[Records from a data source]
▬▬▬
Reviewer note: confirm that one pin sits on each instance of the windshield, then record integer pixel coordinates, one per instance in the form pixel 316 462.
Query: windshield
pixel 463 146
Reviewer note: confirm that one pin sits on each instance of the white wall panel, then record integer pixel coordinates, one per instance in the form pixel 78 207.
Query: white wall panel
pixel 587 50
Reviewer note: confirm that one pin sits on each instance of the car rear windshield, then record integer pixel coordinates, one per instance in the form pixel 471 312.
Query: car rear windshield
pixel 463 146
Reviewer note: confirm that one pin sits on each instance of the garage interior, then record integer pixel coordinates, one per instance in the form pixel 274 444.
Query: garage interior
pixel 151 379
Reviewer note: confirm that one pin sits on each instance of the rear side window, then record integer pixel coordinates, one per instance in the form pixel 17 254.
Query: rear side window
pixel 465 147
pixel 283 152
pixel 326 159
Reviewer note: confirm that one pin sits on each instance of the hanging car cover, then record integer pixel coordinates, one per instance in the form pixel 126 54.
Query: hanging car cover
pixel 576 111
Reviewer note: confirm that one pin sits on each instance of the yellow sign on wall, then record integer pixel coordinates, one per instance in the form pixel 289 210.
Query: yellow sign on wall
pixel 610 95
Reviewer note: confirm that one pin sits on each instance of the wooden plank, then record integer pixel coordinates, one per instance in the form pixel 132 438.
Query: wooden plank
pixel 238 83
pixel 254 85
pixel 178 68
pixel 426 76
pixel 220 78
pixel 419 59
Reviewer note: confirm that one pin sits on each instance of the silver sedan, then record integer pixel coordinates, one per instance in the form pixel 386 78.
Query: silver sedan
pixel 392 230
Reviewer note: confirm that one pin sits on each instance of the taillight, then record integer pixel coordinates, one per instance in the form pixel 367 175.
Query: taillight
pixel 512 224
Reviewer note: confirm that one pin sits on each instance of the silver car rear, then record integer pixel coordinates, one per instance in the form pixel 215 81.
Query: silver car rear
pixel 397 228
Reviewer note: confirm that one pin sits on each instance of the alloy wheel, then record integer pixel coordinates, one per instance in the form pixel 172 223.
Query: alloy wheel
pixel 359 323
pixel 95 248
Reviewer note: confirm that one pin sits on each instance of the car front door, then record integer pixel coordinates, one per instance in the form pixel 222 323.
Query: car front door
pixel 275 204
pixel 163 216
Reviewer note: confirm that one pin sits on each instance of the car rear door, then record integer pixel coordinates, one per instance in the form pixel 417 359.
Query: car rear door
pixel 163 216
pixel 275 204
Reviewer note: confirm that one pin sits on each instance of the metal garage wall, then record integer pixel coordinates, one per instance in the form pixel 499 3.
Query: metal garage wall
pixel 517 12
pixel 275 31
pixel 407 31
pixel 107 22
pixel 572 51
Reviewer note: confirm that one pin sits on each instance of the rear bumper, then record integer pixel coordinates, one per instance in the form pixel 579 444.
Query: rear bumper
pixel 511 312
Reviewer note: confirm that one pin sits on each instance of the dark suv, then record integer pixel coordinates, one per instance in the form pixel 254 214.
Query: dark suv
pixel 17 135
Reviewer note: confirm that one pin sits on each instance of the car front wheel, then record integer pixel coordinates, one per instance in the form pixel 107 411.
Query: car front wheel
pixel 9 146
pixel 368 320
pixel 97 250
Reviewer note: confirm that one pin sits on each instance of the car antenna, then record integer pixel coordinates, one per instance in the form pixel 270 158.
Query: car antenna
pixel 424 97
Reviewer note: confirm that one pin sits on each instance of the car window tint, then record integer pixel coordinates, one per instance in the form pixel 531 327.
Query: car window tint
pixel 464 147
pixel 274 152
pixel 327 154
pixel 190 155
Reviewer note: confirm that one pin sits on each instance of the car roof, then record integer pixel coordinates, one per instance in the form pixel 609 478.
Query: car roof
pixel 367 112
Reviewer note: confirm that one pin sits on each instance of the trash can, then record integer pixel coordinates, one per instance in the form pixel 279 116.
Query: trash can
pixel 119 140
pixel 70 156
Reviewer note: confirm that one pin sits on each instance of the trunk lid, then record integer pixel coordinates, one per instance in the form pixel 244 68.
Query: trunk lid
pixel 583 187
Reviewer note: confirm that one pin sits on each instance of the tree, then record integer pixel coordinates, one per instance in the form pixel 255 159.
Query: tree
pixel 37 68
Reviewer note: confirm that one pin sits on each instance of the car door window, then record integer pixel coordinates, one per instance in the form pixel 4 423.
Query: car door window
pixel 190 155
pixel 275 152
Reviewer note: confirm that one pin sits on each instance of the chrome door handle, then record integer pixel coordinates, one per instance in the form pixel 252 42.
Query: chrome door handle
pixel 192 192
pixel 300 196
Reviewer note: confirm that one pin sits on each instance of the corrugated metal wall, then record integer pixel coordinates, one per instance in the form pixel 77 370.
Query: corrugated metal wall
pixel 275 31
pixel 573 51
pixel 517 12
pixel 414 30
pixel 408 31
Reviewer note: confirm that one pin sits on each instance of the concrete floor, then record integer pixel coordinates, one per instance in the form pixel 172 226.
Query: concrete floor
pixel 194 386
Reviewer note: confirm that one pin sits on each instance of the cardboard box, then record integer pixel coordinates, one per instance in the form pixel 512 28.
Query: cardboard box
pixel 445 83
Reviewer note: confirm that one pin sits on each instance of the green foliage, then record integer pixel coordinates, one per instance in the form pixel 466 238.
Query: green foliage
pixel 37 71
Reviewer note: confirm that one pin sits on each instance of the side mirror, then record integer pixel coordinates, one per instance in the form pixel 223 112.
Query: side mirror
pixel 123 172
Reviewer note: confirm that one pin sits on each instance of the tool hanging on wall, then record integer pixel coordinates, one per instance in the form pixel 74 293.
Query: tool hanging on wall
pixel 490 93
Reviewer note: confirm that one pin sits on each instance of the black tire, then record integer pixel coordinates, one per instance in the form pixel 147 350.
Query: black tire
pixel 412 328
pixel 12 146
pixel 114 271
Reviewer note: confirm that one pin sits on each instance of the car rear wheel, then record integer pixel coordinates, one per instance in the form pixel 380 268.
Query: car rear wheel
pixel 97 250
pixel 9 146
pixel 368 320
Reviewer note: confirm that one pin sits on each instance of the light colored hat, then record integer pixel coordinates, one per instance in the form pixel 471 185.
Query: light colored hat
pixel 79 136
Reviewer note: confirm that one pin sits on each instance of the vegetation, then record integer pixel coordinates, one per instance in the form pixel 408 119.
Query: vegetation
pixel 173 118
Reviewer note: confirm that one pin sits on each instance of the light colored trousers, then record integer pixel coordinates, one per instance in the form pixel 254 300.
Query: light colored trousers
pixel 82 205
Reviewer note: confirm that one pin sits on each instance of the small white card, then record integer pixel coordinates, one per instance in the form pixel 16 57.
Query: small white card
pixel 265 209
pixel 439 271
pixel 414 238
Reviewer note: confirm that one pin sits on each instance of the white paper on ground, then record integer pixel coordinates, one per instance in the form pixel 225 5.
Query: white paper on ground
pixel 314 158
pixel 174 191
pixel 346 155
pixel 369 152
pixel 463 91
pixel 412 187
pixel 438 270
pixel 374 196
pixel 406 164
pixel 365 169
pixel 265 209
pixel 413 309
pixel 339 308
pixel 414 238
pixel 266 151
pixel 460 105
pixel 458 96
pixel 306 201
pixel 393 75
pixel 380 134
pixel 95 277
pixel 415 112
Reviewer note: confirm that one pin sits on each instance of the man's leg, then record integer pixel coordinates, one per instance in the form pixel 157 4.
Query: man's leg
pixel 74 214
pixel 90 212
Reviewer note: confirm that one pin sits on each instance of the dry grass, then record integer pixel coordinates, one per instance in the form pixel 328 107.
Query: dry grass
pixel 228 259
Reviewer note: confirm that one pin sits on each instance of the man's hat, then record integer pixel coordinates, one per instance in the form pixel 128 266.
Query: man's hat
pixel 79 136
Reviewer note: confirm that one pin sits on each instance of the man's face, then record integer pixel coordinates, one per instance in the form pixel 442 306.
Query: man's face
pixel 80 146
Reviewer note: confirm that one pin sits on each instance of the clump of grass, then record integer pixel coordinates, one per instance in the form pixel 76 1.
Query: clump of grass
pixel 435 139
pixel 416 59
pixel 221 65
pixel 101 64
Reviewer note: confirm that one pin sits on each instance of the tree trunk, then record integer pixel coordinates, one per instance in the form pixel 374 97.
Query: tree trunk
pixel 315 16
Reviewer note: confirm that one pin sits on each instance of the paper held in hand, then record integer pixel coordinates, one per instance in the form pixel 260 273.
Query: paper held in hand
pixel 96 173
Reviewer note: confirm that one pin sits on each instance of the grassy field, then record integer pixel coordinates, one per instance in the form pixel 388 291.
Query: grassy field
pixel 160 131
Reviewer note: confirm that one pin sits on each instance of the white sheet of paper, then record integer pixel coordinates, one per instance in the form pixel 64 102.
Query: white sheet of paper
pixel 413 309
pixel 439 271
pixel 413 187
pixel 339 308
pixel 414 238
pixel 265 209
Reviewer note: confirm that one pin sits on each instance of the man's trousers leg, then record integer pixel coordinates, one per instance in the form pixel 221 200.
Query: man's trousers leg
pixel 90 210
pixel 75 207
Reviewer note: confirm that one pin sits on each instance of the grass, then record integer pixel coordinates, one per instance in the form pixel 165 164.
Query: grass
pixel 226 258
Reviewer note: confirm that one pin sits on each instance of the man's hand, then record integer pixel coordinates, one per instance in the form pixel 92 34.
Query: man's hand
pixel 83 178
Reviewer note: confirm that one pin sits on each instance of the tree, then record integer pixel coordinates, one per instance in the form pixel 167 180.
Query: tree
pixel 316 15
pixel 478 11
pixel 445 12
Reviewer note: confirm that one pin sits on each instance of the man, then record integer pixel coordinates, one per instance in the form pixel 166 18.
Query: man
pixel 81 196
▬▬▬
(Instruction)
Copy the lines of the material above word for word, starting at the line with "pixel 254 300." and ending at the line with "pixel 90 212", both included.

(Task response)
Reviewer note: confirm that one pin sits on each instance of the light colored trousers, then record integer pixel coordinates, one per instance in the form pixel 254 300.
Query: light colored trousers
pixel 82 205
Reviewer note: confirm that one pin sits on each instance of the small white card, then record integer pixel coordinates, one per instance in the form pixel 16 57.
Query: small white card
pixel 265 209
pixel 439 271
pixel 414 238
Reviewer note: confirm that one pin sits on each instance of the white paper on ground, then record integer pixel coordinates, one per instance in the form pixel 225 5.
Query: white paper on ground
pixel 314 158
pixel 174 191
pixel 346 155
pixel 369 152
pixel 463 91
pixel 412 187
pixel 438 270
pixel 374 196
pixel 406 164
pixel 365 169
pixel 265 209
pixel 413 309
pixel 339 308
pixel 414 238
pixel 266 151
pixel 460 105
pixel 458 96
pixel 306 201
pixel 393 75
pixel 380 134
pixel 95 277
pixel 415 112
Reviewer note: confirm that one pin sits on each instance of the man's leg, then record integer pixel coordinates, one per instance in the form pixel 157 4.
Query: man's leg
pixel 74 214
pixel 90 212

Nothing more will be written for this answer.